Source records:
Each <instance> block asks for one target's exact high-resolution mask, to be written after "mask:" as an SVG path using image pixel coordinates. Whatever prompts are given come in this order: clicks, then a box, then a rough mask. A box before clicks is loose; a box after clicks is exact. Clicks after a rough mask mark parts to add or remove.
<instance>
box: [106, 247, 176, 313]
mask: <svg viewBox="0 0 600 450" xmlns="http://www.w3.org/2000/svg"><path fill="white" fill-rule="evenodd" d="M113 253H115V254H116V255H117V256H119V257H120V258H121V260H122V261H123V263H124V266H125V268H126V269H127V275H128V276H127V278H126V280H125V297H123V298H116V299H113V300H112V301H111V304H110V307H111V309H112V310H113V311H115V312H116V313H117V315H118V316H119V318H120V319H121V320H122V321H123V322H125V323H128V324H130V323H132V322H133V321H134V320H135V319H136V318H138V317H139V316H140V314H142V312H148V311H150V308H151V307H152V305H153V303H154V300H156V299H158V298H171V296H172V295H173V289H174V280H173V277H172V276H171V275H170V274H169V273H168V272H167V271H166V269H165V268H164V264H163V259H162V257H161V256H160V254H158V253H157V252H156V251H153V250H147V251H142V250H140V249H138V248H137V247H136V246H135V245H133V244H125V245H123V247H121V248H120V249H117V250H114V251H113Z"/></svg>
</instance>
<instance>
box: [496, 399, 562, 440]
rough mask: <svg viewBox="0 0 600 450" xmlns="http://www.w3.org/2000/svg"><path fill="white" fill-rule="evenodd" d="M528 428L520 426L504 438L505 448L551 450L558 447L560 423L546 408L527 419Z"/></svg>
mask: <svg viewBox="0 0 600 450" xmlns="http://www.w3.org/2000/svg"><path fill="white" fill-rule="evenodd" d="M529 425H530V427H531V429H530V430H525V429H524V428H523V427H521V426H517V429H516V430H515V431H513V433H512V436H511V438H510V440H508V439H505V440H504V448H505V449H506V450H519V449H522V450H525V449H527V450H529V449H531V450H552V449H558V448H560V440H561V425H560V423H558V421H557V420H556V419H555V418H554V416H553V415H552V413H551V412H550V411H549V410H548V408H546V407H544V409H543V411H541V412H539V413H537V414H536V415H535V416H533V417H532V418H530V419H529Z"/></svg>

● **TASK DIRECTIONS**
Please print verbatim each line from the first line of the entries above to the line that contains "box: [496, 399, 562, 440]", inclusive, and nothing more.

● **TASK OUTPUT**
Each <instance> block asks for one target's exact high-resolution mask, to be written after "mask:" as an SVG path using image pixel coordinates. Whatever prompts are given come in this order: clicks, then a box, then a rough mask. A box before clicks is loose; a box after clicks is exact. Clicks after a rough mask mark parts to add or remove.
<instance>
box: [106, 247, 176, 313]
mask: <svg viewBox="0 0 600 450" xmlns="http://www.w3.org/2000/svg"><path fill="white" fill-rule="evenodd" d="M113 253H115V254H116V255H117V256H119V257H120V258H121V260H122V261H123V263H124V266H125V268H126V269H127V275H128V276H127V278H126V280H125V297H123V298H116V299H113V300H112V301H111V304H110V307H111V309H112V310H113V311H115V312H116V313H117V315H118V316H119V318H120V319H121V320H122V321H123V322H125V323H128V324H130V323H132V322H133V321H134V320H135V319H136V318H138V317H139V316H140V314H142V312H148V311H150V308H151V307H152V305H153V303H154V300H156V299H158V298H171V296H172V295H173V289H174V280H173V277H172V276H171V275H170V274H169V273H168V272H167V271H166V269H165V268H164V264H163V259H162V257H161V256H160V254H158V253H157V252H156V251H153V250H147V251H142V250H140V249H138V248H137V247H136V246H135V245H133V244H125V245H123V247H121V248H120V249H117V250H114V251H113Z"/></svg>
</instance>
<instance>
box: [496, 399, 562, 440]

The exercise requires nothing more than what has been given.